Selon l’Américaine, le fait que les performances impliquant le tatouage soient de plus en plus en présentes dans les musées est un bon indicateur de leur popularité. Ainsi, la Galerie William Morris de Londres a invité en 2020 Daniel The Gardener pour qu’il encre, sur le corps d’une volontaire et devant les visiteurs, des motifs floraux inspirés par ceux réalisés sur papiers peints par le designer textile William Morris au XIXe siècle. Dans la même veine, le New York Museum a accueilli le travail d’Amanda Wachob, qui tirait de ses tatouages aux allures d’aquarelles des peintures numériques, recréées à partir de la source d’alimentation de sa machine à tatouer. « Je pense que cette vague va continuer à croître, reprend Morgan English. Notamment grâce aux réseaux sociaux, qui facilitent l’accès du public à ce genre de performances et qui permettent aux tatoueurs des petites villes ou des campagnes de capter l’attention de grosses institutions culturelles. »

Canne à peau

En France, le mouvement n’est peut-être pas aussi avancé qu’outre-Atlantique, mais Gino va déjà loin dans l’abstraction. Au sein de Kondé Sans Dents – on appréciera le jeu de mots –, un duo de tatoueurs cofondé avec Lucien, son camarade de classe des Beaux-arts d’Angers, il se livre à de fantasques expériences. Deux exemples : un jour qu’ils sont d’humeur musicale, les deux compères, vingt-deux et vingt-trois ans, vont trouver un groupe de punk.

* _Données d'entrée_:
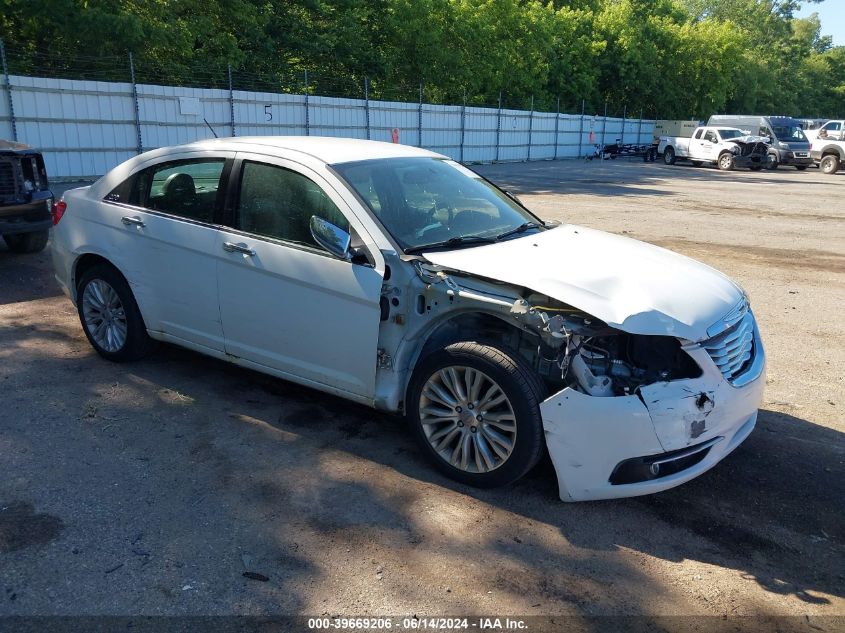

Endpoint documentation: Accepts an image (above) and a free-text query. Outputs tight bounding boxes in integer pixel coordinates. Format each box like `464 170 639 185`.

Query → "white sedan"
52 137 765 501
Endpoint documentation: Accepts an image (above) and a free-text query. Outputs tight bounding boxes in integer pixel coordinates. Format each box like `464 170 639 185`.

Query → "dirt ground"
0 161 845 630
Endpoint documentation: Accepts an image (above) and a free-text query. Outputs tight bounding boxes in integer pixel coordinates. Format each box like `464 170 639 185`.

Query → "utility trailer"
587 139 657 163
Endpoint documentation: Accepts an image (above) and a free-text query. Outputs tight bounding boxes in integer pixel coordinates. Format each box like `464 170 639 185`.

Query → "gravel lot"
0 160 845 616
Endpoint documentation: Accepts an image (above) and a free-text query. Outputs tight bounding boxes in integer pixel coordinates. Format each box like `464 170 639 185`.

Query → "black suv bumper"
0 191 53 235
774 149 813 165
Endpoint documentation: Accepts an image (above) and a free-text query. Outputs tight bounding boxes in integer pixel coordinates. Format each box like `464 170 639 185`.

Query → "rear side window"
235 161 349 250
106 158 226 223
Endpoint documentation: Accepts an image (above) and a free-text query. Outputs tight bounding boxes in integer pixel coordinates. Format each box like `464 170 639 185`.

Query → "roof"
176 136 444 165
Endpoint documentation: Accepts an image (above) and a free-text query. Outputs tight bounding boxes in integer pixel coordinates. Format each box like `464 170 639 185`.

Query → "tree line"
0 0 845 118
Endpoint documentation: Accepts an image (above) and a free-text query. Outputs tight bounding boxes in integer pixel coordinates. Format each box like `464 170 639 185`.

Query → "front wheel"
3 231 50 253
819 154 839 174
407 342 543 488
76 265 153 362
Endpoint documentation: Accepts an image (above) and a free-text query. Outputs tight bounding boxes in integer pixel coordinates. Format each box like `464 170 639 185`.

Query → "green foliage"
0 0 845 118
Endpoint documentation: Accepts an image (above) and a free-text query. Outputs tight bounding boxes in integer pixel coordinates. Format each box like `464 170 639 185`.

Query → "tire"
406 342 545 488
819 154 839 175
76 264 153 363
3 231 50 253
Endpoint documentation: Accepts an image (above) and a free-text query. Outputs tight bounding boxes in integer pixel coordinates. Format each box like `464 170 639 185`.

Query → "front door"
105 153 234 353
218 157 382 399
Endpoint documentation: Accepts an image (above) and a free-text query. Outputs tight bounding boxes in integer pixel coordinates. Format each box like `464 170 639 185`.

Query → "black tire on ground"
405 341 545 488
819 154 839 174
76 264 154 363
3 231 50 253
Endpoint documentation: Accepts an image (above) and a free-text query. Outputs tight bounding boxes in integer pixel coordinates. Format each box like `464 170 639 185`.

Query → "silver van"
707 114 813 171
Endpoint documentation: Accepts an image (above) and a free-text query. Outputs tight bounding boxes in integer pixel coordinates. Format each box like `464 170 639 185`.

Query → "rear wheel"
3 231 50 253
407 342 543 488
819 154 839 174
76 264 153 362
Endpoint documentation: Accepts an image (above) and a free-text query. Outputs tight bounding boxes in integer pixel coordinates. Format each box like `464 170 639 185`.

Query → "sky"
796 0 845 46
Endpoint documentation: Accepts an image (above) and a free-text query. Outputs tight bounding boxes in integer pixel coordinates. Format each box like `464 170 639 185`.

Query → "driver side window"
235 161 349 250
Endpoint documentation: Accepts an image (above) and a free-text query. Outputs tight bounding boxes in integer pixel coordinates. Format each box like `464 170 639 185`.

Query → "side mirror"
311 215 352 259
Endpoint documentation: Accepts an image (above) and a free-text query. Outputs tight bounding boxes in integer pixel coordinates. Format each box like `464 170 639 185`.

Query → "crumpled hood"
424 224 742 341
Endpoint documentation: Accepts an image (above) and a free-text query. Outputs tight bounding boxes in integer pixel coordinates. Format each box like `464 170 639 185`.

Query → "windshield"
333 158 542 251
774 125 807 143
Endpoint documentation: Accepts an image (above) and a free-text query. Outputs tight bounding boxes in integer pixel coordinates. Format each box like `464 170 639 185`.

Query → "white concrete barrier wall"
0 75 654 179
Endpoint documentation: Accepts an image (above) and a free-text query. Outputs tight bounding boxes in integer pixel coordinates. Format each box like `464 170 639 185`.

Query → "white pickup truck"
657 127 769 171
804 120 845 143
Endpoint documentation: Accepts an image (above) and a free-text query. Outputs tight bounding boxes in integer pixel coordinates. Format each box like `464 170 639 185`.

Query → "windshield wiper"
405 235 499 254
496 222 541 242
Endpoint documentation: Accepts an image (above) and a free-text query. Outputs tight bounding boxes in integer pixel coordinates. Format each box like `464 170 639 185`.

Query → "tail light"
50 200 67 226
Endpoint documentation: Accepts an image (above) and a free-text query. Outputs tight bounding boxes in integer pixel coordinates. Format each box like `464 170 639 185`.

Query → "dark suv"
0 140 53 253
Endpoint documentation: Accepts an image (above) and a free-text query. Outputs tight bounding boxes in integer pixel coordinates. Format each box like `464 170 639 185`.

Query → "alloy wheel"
82 279 127 353
419 366 516 473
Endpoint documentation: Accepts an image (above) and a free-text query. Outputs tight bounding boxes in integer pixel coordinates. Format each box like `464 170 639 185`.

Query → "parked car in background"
805 120 845 142
707 114 813 171
0 140 53 253
51 137 765 501
796 119 830 135
810 138 845 174
657 127 769 171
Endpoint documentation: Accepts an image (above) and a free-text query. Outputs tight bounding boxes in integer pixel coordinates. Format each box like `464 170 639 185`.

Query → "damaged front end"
540 300 765 501
400 261 765 501
728 136 771 167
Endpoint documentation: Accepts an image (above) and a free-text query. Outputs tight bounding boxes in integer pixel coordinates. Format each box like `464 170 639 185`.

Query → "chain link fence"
0 41 654 179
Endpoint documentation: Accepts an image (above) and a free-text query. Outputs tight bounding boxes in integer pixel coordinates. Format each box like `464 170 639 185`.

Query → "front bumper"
540 326 766 501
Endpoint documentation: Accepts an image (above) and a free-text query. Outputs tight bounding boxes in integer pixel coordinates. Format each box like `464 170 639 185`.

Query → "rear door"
696 130 719 160
105 153 234 353
217 153 383 400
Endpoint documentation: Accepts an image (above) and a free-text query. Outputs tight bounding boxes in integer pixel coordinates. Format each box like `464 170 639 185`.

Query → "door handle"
223 242 255 257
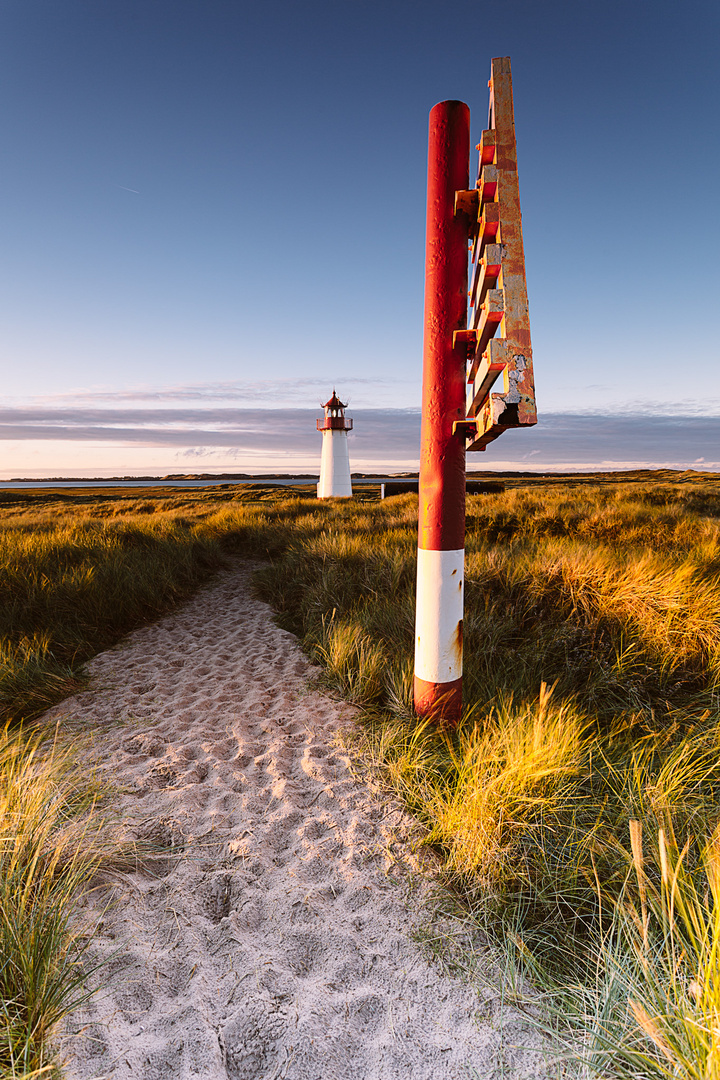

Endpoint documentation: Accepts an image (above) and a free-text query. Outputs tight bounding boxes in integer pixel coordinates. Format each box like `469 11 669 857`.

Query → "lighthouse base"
317 429 353 499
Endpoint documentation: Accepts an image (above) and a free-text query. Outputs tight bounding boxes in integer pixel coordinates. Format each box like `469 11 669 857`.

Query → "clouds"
0 401 720 471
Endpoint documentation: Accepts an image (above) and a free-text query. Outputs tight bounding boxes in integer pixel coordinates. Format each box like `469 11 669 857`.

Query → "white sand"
49 566 546 1080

* _Exercices écrits_:
[a] Pour chacune des affirmations suivantes, indiquez si elle concorde avec l'extrait sur le tatouage, en répondant par oui ou par non et en citant les mots exacts qui tranchent. (i) La Galerie William Morris de Londres a invité Daniel The Gardener en 2020. (ii) Lucien est un camarade de classe de Gino aux Beaux-arts de Paris. (iii) Morgan English estime que la vague des performances de tatouage va décliner.
[b] Recopiez les enregistrements depuis leur début jusqu'à la ligne contenant "176 136 444 165" incluse, en remplaçant "Endpoint documentation" par "API documentation" sans rien modifier d'autre. N'incluez pas les images.
L'extrait et les enregistrements forment deux documents indépendants l'un de l'autre.

* _Corrigés détaillés_:
[a]
(i) Oui : « la Galerie William Morris de Londres a invité en 2020 Daniel The Gardener ».
(ii) Non : « Lucien, son camarade de classe des Beaux-arts d’Angers ».
(iii) Non : « Je pense que cette vague va continuer à croître ».

[b]
API documentation: Accepts an image (above) and a free-text query. Outputs tight bounding boxes in integer pixel coordinates. Format each box like `464 170 639 185`.

Query → "white sedan"
52 137 765 501
API documentation: Accepts an image (above) and a free-text query. Outputs tight bounding boxes in integer pixel coordinates. Format each box like `464 170 639 185`.

Query → "dirt ground"
0 161 845 630
API documentation: Accepts an image (above) and a free-text query. Outputs tight bounding boxes in integer pixel coordinates. Format each box like `464 170 639 185`.

Query → "utility trailer"
587 139 657 163
API documentation: Accepts an image (above) and a free-text query. Outputs tight bounding boxes in integer pixel coordinates. Format each box like `464 170 639 185`.

Query → "gravel lot"
0 160 845 616
API documentation: Accepts an image (above) and a free-text query. Outputs tight bounding boxes in integer pixel coordinates. Format each box like `464 170 639 185`.

Query → "black suv bumper"
0 191 53 235
774 149 813 165
API documentation: Accepts an image (above) and a free-text query. Outputs tight bounding boxes in integer pixel coordinates. Format each box like `464 170 639 185`.

Query → "rear side window"
235 161 349 250
106 158 226 223
API documentation: Accepts an image (above) and a free-text query. Outputs tight bounding boxes in integer pixel coordinates. Format each box like `464 170 639 185`.

Query → "roof"
176 136 444 165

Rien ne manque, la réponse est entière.